Extract provided:
Add a new lock, dcache_lru_lock, to protect the dcache hash table from
concurrent modification. d_lru is also protected by d_lock.

Move lru scanning out from underneath dcache_lock.

---
 fs/dcache.c |  105 ++++++++++++++++++++++++++++++++++++++++++++++++------------
 1 file changed, 85 insertions(+), 20 deletions(-)

Index: linux-2.6/fs/dcache.c
===================================================================
--- linux-2.6.orig/fs/dcache.c
+++ linux-2.6/fs/dcache.c
@@ -36,17 +36,26 @@
 
 /*
  * Usage:
- * dcache_hash_lock protects dcache hash table
+ * dcache_hash_lock protects:
+ *   - the dcache hash table
+ * dcache_lru_lock protects:
+ *   - the dcache lru lists and counters
+ * d_lock protects:
+ *   - d_flags
+ *   - d_name
+ *   - d_lru
  *
  * Ordering:
  * dcache_lock
  *   dentry->d_lock
+ *     dcache_lru_lock
  *     dcache_hash_lock
  */
 int sysctl_vfs_cache_pressure __read_mostly = 100;
 EXPORT_SYMBOL_GPL(sysctl_vfs_cache_pressure);
 
 __cacheline_aligned_in_smp DEFINE_SPINLOCK(dcache_hash_lock);
+static __cacheline_aligned_in_smp DEFINE_SPINLOCK(dcache_lru_lock);
 __cacheline_aligned_in_smp DEFINE_SPINLOCK(dcache_lock);
 __cacheline_aligned_in_smp DEFINE_SEQLOCK(rename_lock);
 
@@ -133,37 +142,56 @@ static void dentry_iput(struct dentry *
 }
 
 /*
- * dentry_lru_(add|add_tail|del|del_init) must be called with dcache_lock held.

Data rows:
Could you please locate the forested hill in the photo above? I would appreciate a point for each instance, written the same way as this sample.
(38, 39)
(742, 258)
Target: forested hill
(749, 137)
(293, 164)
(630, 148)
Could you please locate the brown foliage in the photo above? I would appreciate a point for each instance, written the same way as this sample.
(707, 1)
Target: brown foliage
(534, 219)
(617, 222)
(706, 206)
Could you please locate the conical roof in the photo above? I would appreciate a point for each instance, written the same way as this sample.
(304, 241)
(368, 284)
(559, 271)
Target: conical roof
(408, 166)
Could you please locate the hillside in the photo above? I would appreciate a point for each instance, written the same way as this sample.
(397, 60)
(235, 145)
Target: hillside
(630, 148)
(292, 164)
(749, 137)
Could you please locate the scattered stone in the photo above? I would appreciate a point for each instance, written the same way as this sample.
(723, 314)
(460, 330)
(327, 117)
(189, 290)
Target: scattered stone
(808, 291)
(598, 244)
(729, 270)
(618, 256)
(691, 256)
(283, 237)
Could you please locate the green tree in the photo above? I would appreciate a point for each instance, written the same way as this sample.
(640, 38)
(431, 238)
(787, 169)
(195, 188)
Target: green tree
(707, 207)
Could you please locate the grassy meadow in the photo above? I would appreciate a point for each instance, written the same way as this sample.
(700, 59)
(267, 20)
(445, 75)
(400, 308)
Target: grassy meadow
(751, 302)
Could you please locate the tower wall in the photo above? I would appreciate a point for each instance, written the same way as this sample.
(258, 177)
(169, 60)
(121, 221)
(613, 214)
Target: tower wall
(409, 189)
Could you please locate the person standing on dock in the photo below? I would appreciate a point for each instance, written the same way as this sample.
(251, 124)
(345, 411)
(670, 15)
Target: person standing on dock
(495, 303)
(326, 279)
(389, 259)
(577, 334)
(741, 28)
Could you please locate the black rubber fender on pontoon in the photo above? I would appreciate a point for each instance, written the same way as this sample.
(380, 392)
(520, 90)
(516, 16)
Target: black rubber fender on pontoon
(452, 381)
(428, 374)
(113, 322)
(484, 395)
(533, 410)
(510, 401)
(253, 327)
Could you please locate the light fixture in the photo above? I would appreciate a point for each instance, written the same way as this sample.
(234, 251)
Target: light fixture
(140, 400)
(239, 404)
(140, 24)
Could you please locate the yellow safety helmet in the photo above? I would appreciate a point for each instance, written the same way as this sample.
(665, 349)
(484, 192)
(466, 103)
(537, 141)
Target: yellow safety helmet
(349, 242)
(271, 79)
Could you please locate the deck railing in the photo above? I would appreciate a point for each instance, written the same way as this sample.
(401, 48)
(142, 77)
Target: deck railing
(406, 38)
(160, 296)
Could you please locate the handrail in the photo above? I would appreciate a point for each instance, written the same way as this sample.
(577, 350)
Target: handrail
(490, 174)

Instruction: Write the next portion of the dcache locking patch, starting after its final line. The records are distinct material, unrelated to the dcache locking patch.

Written response:
+ * dentry_lru_(add|add_tail|del|del_init) must be called with d_lock held
+ * to protect list_empty(d_lru) condition.
  */
 static void dentry_lru_add(struct dentry *dentry)
 {
+	spin_lock(&dcache_lru_lock);
 	list_add(&dentry->d_lru, &dentry->d_sb->s_dentry_lru);
 	dentry->d_sb->s_nr_dentry_unused++;
 	dentry_stat.nr_unused++;
+	spin_unlock(&dcache_lru_lock);
 }
 
 static void dentry_lru_add_tail(struct dentry *dentry)
 {
+	spin_lock(&dcache_lru_lock);
 	list_add_tail(&dentry->d_lru, &dentry->d_sb->s_dentry_lru);
 	dentry->d_sb->s_nr_dentry_unused++;
 	dentry_stat.nr_unused++;
+	spin_unlock(&dcache_lru_lock);
+}
+
+static void __dentry_lru_del(struct dentry *dentry)
+{
+	list_del(&dentry->d_lru);
+	dentry->d_sb->s_nr_dentry_unused--;
+	dentry_stat.nr_unused--;
+}
+
+static void __dentry_lru_del_init(struct dentry *dentry)
+{
+	list_del_init(&dentry->d_lru);
+	dentry->d_sb->s_nr_dentry_unused--;
+	dentry_stat.nr_unused--;
 }
 
 static void dentry_lru_del(struct dentry *dentry)
 {
 	if (!list_empty(&dentry->d_lru)) {
-		list_del(&dentry->d_lru);
-		dentry->d_sb->s_nr_dentry_unused--;
-		dentry_stat.nr_unused--;
+		spin_lock(&dcache_lru_lock);
+		__dentry_lru_del(dentry);
+		spin_unlock(&dcache_lru_lock);
 	}
 }
 
 static void dentry_lru_del_init(struct dentry *dentry)
 {
 	if (likely(!list_empty(&dentry->d_lru))) {
-		list_del_init(&dentry->d_lru);
-		dentry->d_sb->s_nr_dentry_unused--;
-		dentry_stat.nr_unused--;
+		spin_lock(&dcache_lru_lock);
+		__dentry_lru_del_init(dentry);
+		spin_unlock(&dcache_lru_lock);
 	}
 }
 
@@ -174,6 +202,8 @@ static void dentry_lru_del_init(struct d
  * The dentry must already be unhashed and removed from the LRU.
  *
  * If this is the root of the dentry tree, return NULL.
+ *
+ * dcache_lock and d_lock must be held by caller, are dropped by d_kill.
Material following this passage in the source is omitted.